*** Passage provided ***
Let me tell you, do not ever stop an anti-depressant or other mood medicine until you are in a stabilized and healthy condition and have approval from your doctor. When I went off the doxepin (which was only half of a normal dose) I watched my interest in life and my peace and my health slip quietly away - only I could not see it then, only now in retrospect after Rob and I created a timeline of past meds and reactions. A panic attack led me to the hospital and another med, which did not work for me at all, and led to eight weeks of deteriorating health in all regards.

Now, thankfully, I am back on a good medicine (for me) with a better understanding of what my triggers and solutions are.  In the last few days I have spoken with at least three other women in my neighborhood who experienced similar cross-over symptoms, particularly how their thyroid medication (for an autoimmune illness) affected their mood and their functioning.  It's so very real, so very true that mind body and soul are linked in health and well-being. We must heal all parts to become well.
*** End of Passage provided ***
*** Data for analysis ***
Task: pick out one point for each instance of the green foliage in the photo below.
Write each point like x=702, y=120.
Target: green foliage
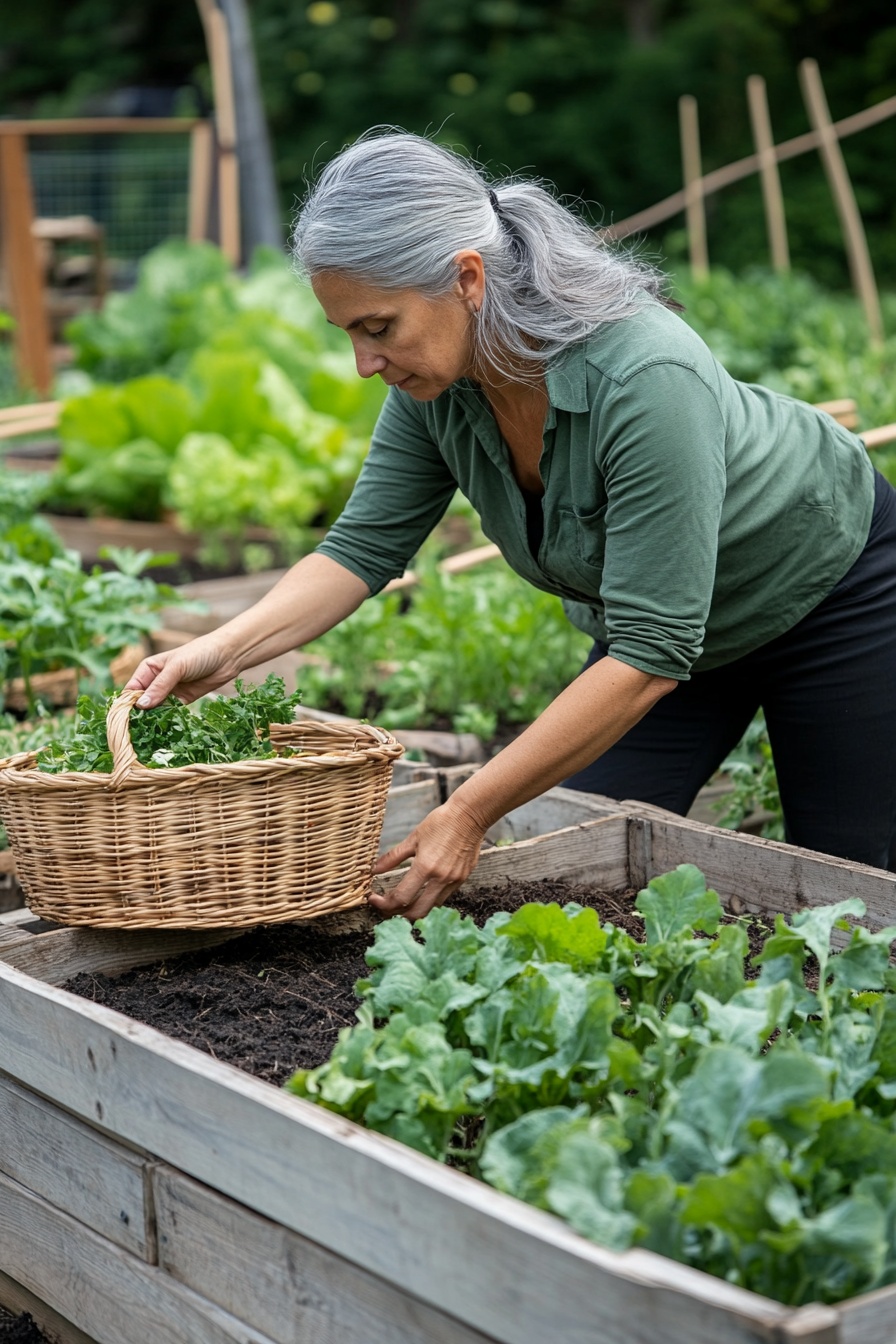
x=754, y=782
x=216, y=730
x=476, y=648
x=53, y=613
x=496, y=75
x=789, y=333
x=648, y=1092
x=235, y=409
*** End of Data for analysis ***
*** Data for analysis ***
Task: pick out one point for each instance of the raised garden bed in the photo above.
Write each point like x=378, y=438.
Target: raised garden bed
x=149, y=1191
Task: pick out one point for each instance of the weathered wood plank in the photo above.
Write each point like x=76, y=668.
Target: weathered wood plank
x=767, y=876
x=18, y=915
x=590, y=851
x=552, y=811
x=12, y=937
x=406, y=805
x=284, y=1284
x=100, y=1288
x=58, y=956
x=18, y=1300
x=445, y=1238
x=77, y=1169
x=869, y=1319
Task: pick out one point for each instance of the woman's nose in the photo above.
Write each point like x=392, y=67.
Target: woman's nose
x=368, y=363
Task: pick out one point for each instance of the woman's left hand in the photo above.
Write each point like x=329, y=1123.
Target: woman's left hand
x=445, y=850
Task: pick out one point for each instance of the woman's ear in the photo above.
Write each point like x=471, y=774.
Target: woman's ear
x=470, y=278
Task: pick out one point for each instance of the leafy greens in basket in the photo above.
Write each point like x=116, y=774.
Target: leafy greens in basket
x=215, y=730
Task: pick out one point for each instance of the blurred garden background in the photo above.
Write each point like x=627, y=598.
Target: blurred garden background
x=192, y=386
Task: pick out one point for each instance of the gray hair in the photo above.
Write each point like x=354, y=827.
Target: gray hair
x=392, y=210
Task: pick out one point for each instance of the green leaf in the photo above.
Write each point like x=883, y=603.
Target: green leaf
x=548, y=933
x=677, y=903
*** End of Data for analysis ***
** Instructions for the task **
Copy out, word for word, the account above about going off an antidepressant and getting back on a good medicine.

** Exercise output **
Let me tell you, do not ever stop an anti-depressant or other mood medicine until you are in a stabilized and healthy condition and have approval from your doctor. When I went off the doxepin (which was only half of a normal dose) I watched my interest in life and my peace and my health slip quietly away - only I could not see it then, only now in retrospect after Rob and I created a timeline of past meds and reactions. A panic attack led me to the hospital and another med, which did not work for me at all, and led to eight weeks of deteriorating health in all regards.

Now, thankfully, I am back on a good medicine (for me) with a better understanding of what my triggers and solutions are.  In the last few days I have spoken with at least three other women in my neighborhood who experienced similar cross-over symptoms, particularly how their thyroid medication (for an autoimmune illness) affected their mood and their functioning.  It's so very real, so very true that mind body and soul are linked in health and well-being. We must heal all parts to become well.